Citez sans rien changer, dans l'entretien sur la médiation dans le Caucase du Sud, tout ce qui va de « Caucase de France » jusqu'à « Caucase du Sud. ».

> **Extrait choisi**:
******************************
Emmanuel Dupuy : “La concurrence est rude en matière de médiation dans le Caucase du Sud”

“Les propositions européennes de règlement du conflit au Karabakh sont nettement plus prises en compte à Bakou qu’à Erevan”

Caucase de France a interviewé Emmanuel Dupuy, président de l’Institut Prospective et Sécurité en Europe (IPSE), spécialiste des questions de sécurité, de défense et d’armements, sur le rôle de l’UE, et notamment, de la France dans le Caucase du Sud. 

CDF – L’UE est activement impliquée dans la question de l’instauration de la paix entre l’Azerbaïdjan et l’Arménie. Il convient de noter que certaines des rencontres entre Ilham Aliyev et Nikol Pachinian, organisées avec la médiation de l’UE, se sont tenues avec la participation d’Emmanuel Macron. Selon vous, Macron a-t-il le droit d’agir comme médiateur dans la région, étant donné que la France soutient activement l’Arménie ? Ainsi, de nombreux sénateurs et députés français appellent à protéger les Arméniens du Karabakh, et le chef de l’Etat lui-même avait accusé l’Azerbaïdjan d’avoir lancé “une guerre terrible” et déclaré que la France “ne lâchera pas des Arméniens”.
******************************
> **Bloc de données**:

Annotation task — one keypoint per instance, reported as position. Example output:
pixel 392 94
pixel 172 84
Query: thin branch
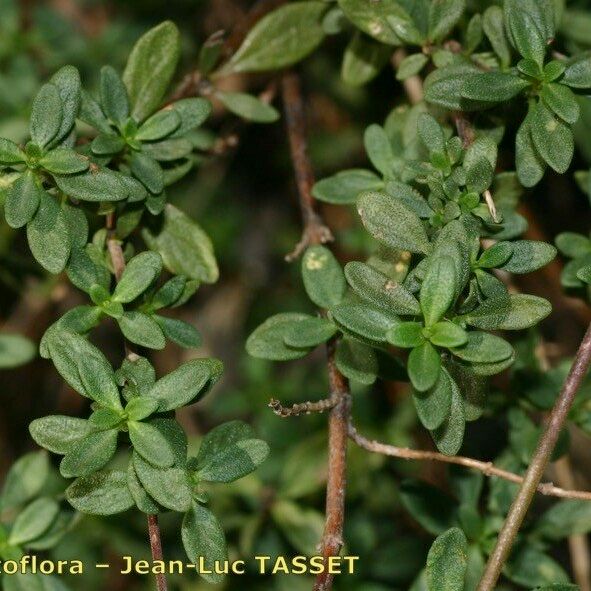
******************************
> **Résultat ci-dessous**:
Caucase de France a interviewé Emmanuel Dupuy, président de l’Institut Prospective et Sécurité en Europe (IPSE), spécialiste des questions de sécurité, de défense et d’armements, sur le rôle de l’UE, et notamment, de la France dans le Caucase du Sud.